• WHAT NEEDS TO BE DONE: Which lines below fall between the one containing "Target: bikini top" and the one containing "Target: bare feet"? Repeat them exactly, counting both of those lines, and add nothing else.

▽

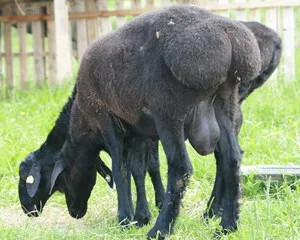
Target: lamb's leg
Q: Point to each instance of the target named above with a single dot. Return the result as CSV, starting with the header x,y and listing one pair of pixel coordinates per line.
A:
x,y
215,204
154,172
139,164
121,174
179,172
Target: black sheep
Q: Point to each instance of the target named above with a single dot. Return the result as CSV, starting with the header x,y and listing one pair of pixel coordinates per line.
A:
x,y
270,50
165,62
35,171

△
▽

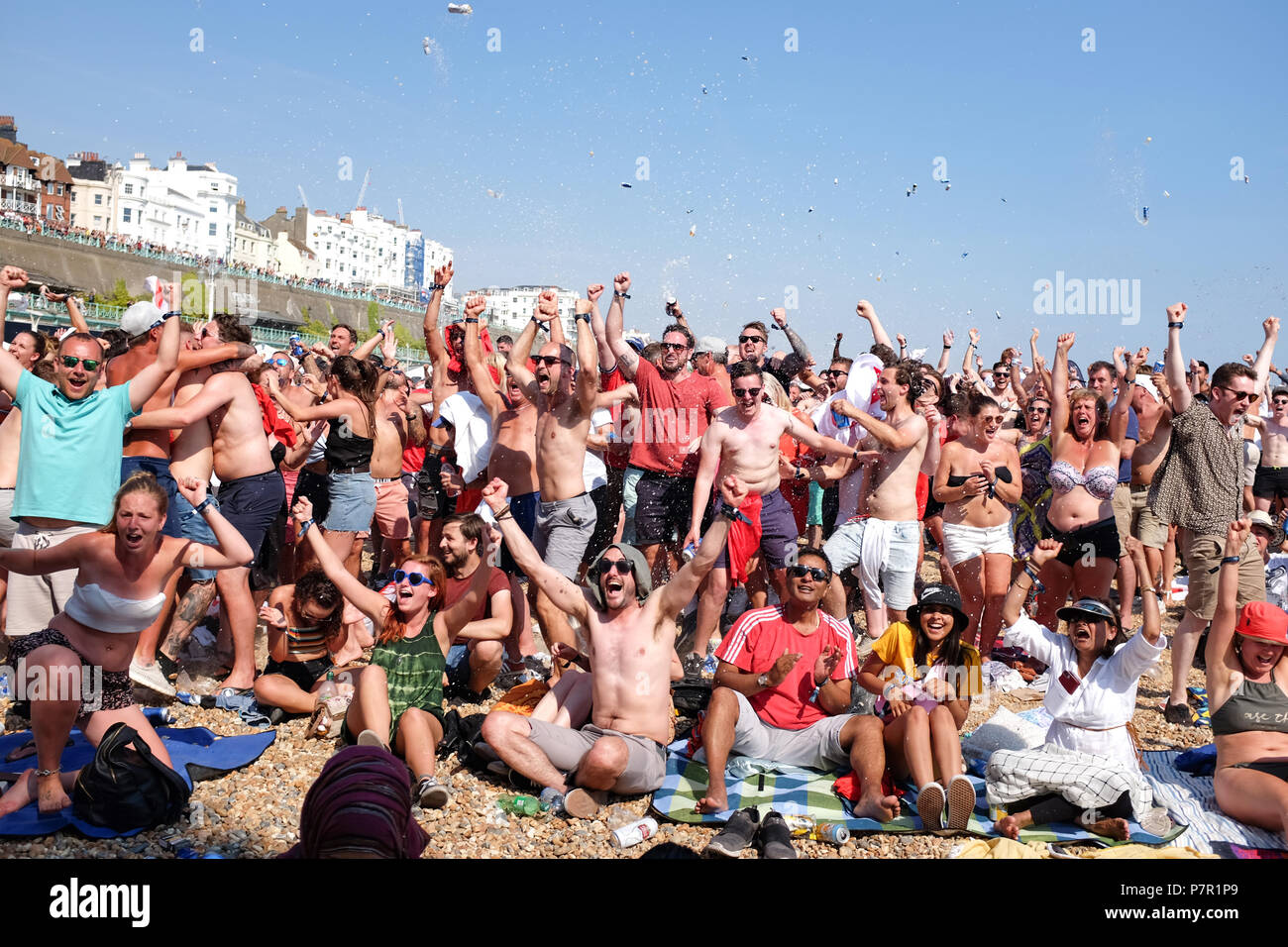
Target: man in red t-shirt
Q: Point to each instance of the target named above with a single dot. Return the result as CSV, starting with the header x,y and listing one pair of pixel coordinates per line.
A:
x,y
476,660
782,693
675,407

△
▽

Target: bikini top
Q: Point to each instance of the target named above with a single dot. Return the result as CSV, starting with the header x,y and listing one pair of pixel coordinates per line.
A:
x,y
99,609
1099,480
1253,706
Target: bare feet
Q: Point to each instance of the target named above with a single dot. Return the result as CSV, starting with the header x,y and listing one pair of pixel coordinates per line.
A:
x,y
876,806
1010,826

△

• ANSWER TO THE PROBLEM:
Target: bikini top
Q: Point to each instance of the target named above with a single dot. Return the result as CSV, starting with the header x,y and listing one pair of pixel coordinates per line.
A:
x,y
99,609
1099,480
1253,706
Target: bare feet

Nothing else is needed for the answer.